*PROBLEM DETAILS*
Please retype the records from the line with "Greenhouse-scouting task: tag the white wall" up to and including the line with "point(79, 332)", word for word.

*DATA FOR THE TASK*
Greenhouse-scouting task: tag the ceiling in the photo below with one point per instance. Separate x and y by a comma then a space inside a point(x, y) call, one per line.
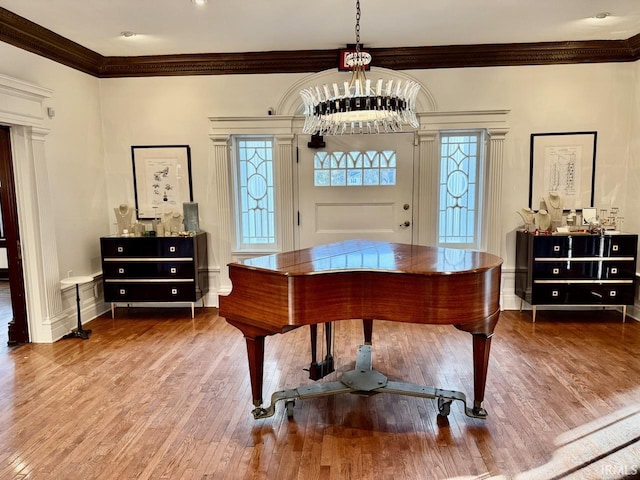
point(165, 27)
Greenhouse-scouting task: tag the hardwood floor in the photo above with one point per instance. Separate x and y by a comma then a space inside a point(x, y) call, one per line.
point(154, 394)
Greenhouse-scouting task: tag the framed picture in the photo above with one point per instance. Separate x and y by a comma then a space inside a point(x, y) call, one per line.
point(564, 163)
point(588, 216)
point(161, 179)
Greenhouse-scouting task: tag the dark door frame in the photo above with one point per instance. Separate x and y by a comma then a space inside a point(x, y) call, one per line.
point(18, 326)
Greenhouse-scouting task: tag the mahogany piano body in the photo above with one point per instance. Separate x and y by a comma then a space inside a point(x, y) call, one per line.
point(368, 280)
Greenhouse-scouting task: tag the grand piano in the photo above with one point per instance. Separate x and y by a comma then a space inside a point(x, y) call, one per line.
point(365, 280)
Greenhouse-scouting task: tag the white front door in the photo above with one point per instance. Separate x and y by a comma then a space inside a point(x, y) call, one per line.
point(364, 195)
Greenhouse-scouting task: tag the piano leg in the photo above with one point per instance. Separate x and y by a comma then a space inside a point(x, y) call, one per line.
point(481, 347)
point(255, 355)
point(482, 331)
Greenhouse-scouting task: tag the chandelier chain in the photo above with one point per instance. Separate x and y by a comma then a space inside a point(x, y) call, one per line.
point(357, 25)
point(359, 106)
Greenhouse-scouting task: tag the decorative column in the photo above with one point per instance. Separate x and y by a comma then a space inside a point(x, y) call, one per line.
point(427, 218)
point(284, 191)
point(493, 210)
point(220, 162)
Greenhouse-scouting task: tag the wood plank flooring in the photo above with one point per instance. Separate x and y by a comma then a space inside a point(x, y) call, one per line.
point(154, 394)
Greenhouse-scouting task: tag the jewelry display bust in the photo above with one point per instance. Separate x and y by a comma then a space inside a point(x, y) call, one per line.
point(554, 204)
point(124, 216)
point(543, 220)
point(172, 222)
point(528, 216)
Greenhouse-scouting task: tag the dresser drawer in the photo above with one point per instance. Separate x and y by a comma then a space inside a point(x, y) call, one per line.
point(149, 292)
point(120, 269)
point(583, 294)
point(567, 246)
point(580, 269)
point(163, 247)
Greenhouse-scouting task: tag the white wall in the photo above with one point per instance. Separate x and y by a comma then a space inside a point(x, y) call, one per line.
point(97, 121)
point(61, 189)
point(74, 153)
point(540, 98)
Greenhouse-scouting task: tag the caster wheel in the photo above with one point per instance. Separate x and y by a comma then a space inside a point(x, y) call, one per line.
point(289, 404)
point(444, 407)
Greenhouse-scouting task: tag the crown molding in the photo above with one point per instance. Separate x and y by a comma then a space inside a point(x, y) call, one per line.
point(29, 36)
point(24, 34)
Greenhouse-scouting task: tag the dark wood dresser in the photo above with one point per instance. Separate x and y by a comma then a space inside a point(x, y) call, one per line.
point(576, 270)
point(155, 269)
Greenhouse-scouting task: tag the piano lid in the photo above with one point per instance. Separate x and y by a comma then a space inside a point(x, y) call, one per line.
point(368, 255)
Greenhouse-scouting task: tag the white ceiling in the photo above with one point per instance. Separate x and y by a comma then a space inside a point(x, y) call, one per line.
point(223, 26)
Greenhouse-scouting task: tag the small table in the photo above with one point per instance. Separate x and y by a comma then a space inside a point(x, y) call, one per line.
point(79, 332)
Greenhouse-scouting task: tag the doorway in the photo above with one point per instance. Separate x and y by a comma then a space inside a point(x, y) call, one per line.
point(17, 326)
point(356, 186)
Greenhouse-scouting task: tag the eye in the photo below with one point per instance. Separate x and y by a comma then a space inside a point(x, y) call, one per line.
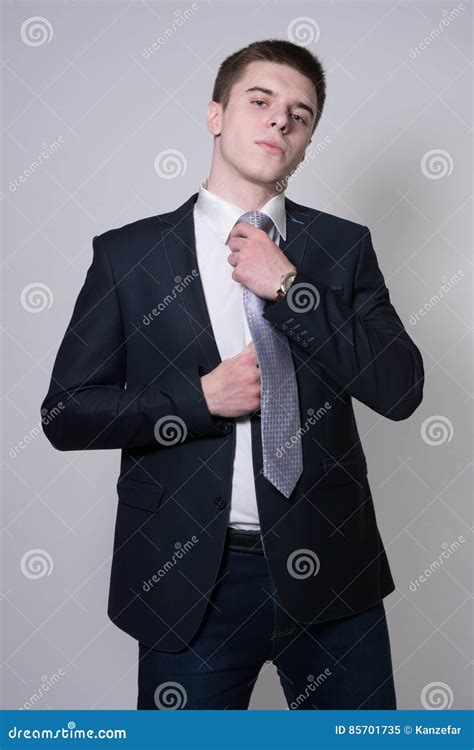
point(300, 119)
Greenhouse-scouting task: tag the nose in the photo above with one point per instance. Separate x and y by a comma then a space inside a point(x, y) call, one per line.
point(280, 120)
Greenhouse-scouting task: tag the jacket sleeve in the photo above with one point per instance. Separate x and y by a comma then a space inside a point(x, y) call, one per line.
point(88, 405)
point(364, 348)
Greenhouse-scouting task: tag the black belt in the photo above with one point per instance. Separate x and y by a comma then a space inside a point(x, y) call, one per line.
point(244, 540)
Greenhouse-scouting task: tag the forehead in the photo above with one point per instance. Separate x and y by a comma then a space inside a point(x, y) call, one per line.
point(282, 79)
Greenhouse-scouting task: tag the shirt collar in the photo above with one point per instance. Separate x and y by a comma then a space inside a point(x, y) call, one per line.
point(221, 214)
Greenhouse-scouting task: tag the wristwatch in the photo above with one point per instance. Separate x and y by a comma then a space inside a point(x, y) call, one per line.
point(286, 281)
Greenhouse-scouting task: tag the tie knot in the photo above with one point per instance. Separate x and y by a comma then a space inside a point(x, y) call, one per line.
point(258, 219)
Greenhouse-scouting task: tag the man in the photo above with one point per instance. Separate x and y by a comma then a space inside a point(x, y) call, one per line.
point(219, 346)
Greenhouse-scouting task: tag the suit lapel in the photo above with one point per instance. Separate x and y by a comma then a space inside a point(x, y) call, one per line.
point(179, 242)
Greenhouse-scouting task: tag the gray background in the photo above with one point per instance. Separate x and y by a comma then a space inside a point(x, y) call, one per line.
point(112, 111)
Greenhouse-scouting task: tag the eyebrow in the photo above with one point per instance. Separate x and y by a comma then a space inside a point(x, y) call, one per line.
point(269, 92)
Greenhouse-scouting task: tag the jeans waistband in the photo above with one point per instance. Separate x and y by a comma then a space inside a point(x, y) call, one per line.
point(244, 540)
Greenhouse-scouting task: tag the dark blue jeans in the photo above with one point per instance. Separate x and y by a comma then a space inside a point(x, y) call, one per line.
point(340, 664)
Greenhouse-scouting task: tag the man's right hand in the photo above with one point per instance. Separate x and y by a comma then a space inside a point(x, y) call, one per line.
point(232, 389)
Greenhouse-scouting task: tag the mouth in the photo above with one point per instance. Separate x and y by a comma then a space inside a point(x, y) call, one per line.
point(271, 148)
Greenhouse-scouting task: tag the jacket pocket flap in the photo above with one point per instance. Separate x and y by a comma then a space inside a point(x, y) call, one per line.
point(343, 470)
point(139, 494)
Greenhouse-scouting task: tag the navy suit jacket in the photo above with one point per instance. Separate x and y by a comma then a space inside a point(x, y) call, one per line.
point(138, 342)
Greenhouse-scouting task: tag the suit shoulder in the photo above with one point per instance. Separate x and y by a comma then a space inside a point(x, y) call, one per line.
point(331, 222)
point(129, 234)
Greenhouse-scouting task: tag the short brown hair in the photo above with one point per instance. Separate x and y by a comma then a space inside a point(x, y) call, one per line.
point(272, 50)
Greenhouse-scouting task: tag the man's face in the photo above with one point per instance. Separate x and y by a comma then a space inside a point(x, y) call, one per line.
point(253, 117)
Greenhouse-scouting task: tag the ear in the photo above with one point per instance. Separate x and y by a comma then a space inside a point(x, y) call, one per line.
point(214, 118)
point(304, 152)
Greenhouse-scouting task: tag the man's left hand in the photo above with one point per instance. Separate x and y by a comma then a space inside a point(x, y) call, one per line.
point(258, 262)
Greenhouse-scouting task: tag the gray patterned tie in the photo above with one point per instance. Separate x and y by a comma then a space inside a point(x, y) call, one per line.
point(282, 458)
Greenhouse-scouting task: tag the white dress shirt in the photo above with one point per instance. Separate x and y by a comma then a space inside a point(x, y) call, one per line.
point(214, 218)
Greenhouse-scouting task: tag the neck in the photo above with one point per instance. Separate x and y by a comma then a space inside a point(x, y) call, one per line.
point(234, 187)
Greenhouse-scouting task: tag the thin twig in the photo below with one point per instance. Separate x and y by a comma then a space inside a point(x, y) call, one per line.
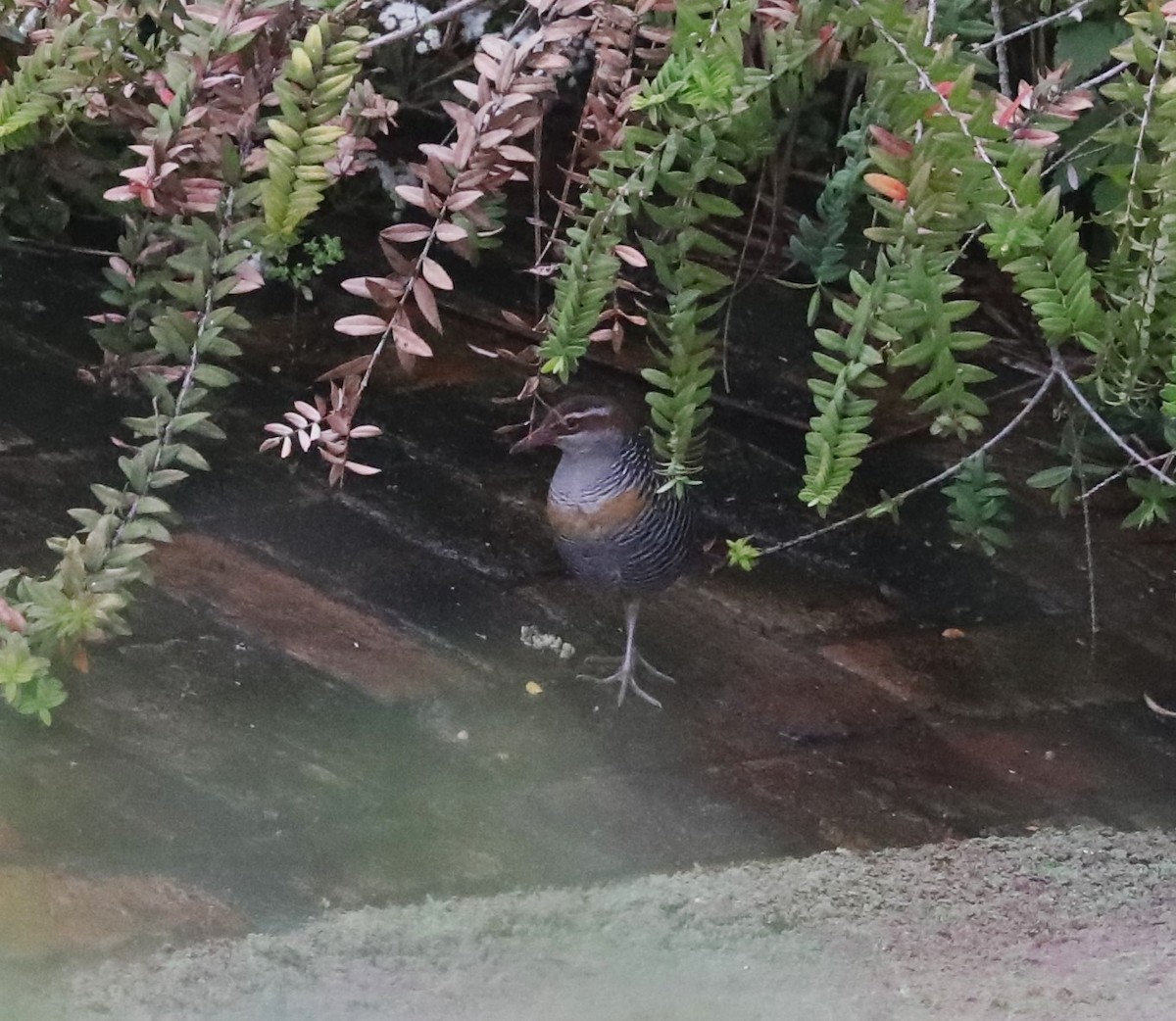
point(1091, 561)
point(1099, 420)
point(927, 483)
point(1003, 50)
point(1061, 16)
point(1109, 73)
point(933, 7)
point(924, 80)
point(416, 27)
point(1087, 494)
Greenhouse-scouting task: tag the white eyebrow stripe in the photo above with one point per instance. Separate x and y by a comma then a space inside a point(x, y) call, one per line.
point(591, 413)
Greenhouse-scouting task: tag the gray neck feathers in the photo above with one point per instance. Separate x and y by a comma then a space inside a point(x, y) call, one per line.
point(589, 473)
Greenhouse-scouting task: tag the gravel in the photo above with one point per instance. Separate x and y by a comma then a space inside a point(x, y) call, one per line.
point(1069, 925)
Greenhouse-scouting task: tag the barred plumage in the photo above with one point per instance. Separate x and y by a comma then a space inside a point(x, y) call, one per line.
point(612, 526)
point(646, 552)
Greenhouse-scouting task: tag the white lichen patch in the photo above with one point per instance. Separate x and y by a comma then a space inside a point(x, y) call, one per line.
point(534, 639)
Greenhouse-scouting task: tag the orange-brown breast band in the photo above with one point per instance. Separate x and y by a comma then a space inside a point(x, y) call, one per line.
point(604, 521)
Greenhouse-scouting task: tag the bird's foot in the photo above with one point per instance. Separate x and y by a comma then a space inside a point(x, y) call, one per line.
point(626, 676)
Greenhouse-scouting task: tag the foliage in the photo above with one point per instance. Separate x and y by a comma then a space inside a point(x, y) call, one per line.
point(322, 251)
point(977, 506)
point(238, 117)
point(192, 97)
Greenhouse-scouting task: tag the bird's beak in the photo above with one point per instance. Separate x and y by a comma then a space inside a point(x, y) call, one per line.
point(541, 436)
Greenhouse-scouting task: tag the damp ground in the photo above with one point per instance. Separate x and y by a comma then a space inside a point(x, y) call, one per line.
point(326, 707)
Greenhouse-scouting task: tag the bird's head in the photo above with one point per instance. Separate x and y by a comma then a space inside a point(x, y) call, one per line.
point(579, 423)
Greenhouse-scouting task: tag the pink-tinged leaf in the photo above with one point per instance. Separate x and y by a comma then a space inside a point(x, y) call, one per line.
point(888, 186)
point(310, 412)
point(210, 16)
point(441, 153)
point(362, 324)
point(891, 144)
point(356, 367)
point(248, 279)
point(253, 24)
point(451, 232)
point(489, 140)
point(629, 254)
point(1005, 111)
point(406, 232)
point(460, 200)
point(1152, 704)
point(486, 65)
point(411, 194)
point(435, 274)
point(409, 341)
point(359, 286)
point(467, 88)
point(422, 294)
point(1038, 138)
point(515, 154)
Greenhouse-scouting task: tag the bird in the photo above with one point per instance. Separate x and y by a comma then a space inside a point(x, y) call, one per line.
point(614, 525)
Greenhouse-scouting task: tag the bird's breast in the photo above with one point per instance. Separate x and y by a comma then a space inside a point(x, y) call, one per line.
point(595, 520)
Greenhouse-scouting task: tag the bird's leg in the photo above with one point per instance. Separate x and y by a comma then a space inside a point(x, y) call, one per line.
point(626, 674)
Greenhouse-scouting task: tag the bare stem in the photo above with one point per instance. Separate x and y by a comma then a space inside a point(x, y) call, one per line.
point(1091, 562)
point(416, 27)
point(1061, 16)
point(1105, 75)
point(927, 483)
point(926, 82)
point(933, 7)
point(1099, 420)
point(1003, 51)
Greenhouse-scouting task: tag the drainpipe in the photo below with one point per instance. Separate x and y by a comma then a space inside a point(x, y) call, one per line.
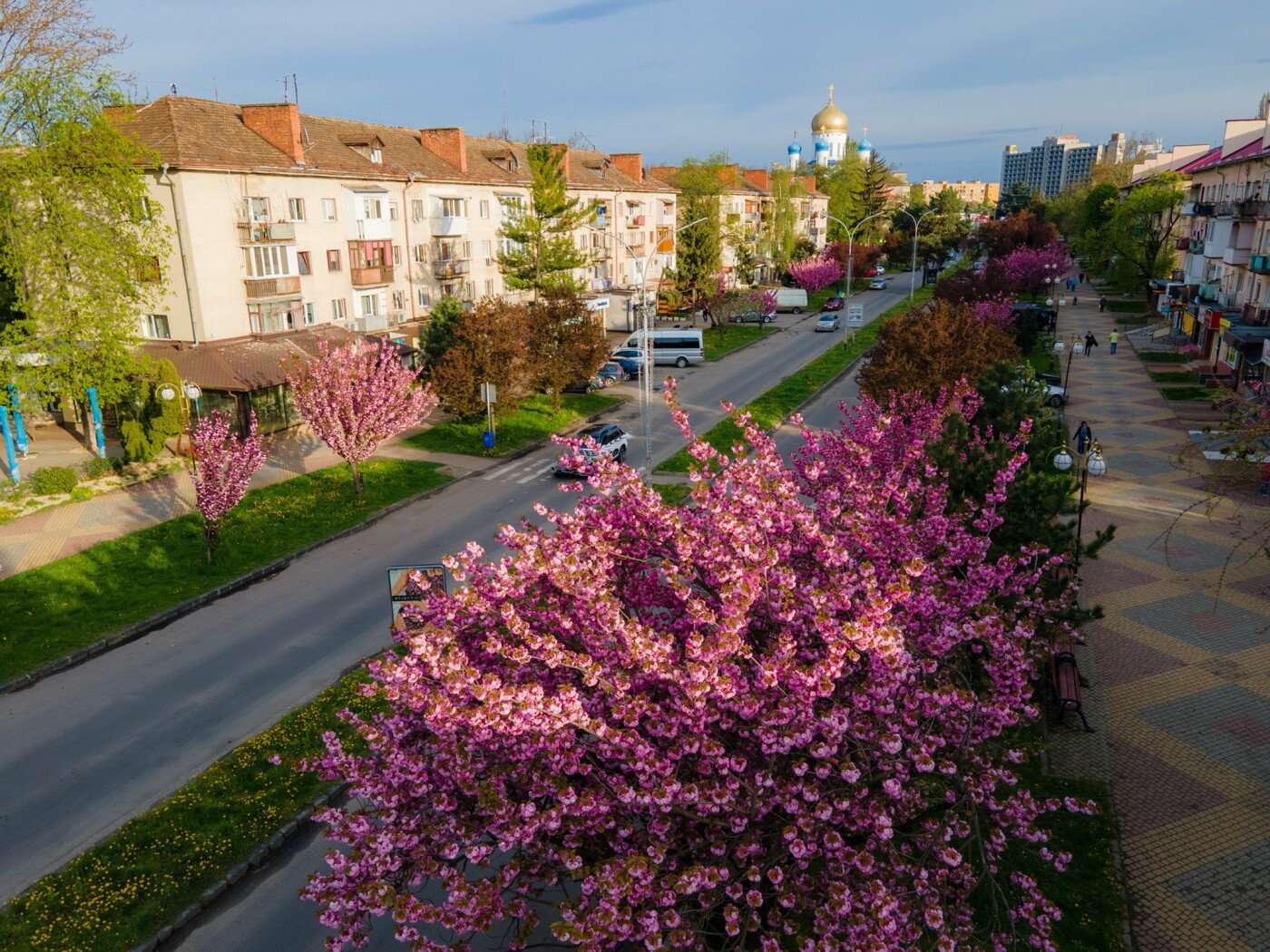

*FINISHED EXERCISE*
Greenhouse-scouting task: tag the white wall in the photo above with one point per instance. Separate x and y by a comma then a space inside a point(x, y) call, one per line.
point(97, 121)
point(61, 189)
point(74, 153)
point(540, 98)
Greenhouse-scouting task: tag the caster wheel in the photo above with one point per instance. Separate x and y by a comma then a space inside a point(x, y) call, one per line.
point(289, 404)
point(444, 407)
Greenhouse-scouting task: tag the crown molding in the photo above with one point per instance. Separate x and y by a comma then a space inside a point(x, y) call, one per line.
point(29, 36)
point(24, 34)
Greenhouse-scouting task: tag the dark wood dresser in the photo above with one point per instance. Separate x and y by a comma then a space inside a point(x, y) call, one per line.
point(576, 270)
point(155, 269)
Greenhouse-scouting task: tag the piano lid in the photo above with one point per instance. Separate x and y by a comma then a space inside a point(x, y) call, one per line.
point(368, 255)
Greenhouse-scouting task: tag the white ceiling in the photo above with one point per instance. Separate x and y by a comma then a space inside a point(x, y) call, one per line.
point(223, 26)
Greenhouse-scouting task: tag the small table in the photo above with one point per instance. Separate x and y by a comma then a space inside a point(x, y) call, one per line.
point(79, 332)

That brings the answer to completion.